Requirement —
Return the records exactly, with nothing added.

(Beginning of Supplied records)

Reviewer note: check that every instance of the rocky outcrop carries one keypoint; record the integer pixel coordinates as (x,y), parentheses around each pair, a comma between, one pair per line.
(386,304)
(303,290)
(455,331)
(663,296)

(End of Supplied records)

Answer below —
Reviewer note: check that every instance of the rocky outcrop carries one keypoint; record the integer pixel coordinates as (x,y), parentheses around each pair, a comma between, one pair per line.
(386,304)
(303,290)
(455,331)
(663,296)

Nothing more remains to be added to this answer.